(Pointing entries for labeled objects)
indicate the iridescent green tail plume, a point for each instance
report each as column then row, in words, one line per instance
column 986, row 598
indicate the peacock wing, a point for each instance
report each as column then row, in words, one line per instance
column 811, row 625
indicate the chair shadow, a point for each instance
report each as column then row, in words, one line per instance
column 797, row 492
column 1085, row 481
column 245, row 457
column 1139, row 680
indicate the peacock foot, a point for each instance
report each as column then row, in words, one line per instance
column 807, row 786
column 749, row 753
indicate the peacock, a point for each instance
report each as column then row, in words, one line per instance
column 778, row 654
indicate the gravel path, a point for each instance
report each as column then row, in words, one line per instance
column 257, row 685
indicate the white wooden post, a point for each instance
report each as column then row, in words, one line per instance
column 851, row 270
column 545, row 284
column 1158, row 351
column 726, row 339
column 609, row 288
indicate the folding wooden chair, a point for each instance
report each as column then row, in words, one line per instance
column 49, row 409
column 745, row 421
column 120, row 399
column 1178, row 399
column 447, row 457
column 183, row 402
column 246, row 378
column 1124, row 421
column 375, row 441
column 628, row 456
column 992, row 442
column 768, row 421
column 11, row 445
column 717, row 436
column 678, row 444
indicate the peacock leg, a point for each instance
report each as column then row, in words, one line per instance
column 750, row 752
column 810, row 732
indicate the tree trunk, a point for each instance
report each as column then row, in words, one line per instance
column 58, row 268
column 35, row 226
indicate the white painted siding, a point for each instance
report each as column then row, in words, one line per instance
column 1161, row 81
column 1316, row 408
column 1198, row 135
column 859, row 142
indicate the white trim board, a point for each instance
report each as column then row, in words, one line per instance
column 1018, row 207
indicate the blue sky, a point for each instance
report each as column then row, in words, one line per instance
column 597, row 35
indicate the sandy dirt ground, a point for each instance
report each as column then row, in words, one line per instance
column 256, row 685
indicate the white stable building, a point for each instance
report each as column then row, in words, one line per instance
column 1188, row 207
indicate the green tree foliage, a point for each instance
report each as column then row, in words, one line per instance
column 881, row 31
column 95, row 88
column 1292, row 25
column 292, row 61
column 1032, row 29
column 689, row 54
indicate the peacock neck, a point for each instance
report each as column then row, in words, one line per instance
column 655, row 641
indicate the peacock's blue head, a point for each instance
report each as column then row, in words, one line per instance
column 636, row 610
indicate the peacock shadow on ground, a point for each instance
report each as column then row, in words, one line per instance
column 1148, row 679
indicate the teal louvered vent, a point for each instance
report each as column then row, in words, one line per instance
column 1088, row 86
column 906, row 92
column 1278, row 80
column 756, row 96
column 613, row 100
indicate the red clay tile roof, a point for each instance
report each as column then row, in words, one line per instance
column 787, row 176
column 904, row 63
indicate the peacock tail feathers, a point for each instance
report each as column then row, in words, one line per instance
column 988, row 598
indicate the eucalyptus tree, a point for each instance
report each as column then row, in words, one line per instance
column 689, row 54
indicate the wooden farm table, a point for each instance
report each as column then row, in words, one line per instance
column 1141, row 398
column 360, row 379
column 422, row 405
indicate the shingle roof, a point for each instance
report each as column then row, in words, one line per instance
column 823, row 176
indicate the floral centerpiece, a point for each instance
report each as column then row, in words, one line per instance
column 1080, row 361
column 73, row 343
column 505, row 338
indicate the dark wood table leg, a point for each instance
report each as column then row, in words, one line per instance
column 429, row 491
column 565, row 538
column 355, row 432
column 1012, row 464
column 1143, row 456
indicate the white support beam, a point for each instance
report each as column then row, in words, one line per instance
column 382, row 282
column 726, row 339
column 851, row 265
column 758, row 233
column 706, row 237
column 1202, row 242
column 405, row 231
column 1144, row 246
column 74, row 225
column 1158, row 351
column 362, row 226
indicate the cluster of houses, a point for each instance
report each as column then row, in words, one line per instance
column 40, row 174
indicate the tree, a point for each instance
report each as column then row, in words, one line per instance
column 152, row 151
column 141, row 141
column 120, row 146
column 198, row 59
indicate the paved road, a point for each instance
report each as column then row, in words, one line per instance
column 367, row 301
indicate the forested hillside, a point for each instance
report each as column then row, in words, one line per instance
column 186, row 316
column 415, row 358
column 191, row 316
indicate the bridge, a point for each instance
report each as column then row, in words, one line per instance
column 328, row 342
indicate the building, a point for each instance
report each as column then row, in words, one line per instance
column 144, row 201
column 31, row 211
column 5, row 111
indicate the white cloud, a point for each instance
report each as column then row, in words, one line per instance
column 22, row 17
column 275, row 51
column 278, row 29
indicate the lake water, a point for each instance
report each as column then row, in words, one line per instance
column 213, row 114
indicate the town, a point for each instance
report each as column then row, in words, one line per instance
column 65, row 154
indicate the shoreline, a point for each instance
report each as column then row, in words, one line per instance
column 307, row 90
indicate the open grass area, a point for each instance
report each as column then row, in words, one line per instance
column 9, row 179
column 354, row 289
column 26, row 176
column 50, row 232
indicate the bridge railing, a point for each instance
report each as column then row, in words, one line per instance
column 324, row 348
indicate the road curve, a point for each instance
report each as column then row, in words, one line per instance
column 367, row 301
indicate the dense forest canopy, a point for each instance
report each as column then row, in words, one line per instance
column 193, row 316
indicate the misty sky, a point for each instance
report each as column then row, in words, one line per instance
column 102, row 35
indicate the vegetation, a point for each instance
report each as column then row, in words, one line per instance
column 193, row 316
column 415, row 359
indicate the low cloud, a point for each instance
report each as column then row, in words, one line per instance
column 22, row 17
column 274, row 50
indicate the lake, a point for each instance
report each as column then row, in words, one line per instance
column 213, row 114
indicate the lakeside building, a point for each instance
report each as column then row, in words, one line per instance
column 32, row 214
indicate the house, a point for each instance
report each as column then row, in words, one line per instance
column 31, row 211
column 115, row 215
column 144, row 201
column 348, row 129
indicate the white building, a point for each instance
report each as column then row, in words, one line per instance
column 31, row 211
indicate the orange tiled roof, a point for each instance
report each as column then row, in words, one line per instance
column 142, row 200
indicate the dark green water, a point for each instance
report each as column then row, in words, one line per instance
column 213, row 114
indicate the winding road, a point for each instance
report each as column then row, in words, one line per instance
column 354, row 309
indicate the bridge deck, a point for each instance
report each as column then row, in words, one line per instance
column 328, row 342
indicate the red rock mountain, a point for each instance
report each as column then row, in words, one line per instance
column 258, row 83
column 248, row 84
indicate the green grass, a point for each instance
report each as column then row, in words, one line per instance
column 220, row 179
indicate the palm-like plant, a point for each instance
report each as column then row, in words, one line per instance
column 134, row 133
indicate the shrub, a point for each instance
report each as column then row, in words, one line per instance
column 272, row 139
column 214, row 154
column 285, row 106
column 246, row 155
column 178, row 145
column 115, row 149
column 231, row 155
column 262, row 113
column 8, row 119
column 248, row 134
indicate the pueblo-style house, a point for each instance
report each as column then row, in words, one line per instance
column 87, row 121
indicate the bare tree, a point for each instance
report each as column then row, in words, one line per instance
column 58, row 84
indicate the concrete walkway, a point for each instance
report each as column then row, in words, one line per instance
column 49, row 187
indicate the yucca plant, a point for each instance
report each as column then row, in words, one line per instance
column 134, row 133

### WHAT IS NEEDED
Copy the lines of the records without changes, starting at the line that contains "indicate the concrete" and ending at the final line of the records, both included.

### THE REPLY
indicate the concrete walkway, a point for each instance
report each as column then row, in words, one line per instance
column 49, row 187
indicate the yucca plant, a point for each instance
report each as column then row, in words, one line per instance
column 134, row 133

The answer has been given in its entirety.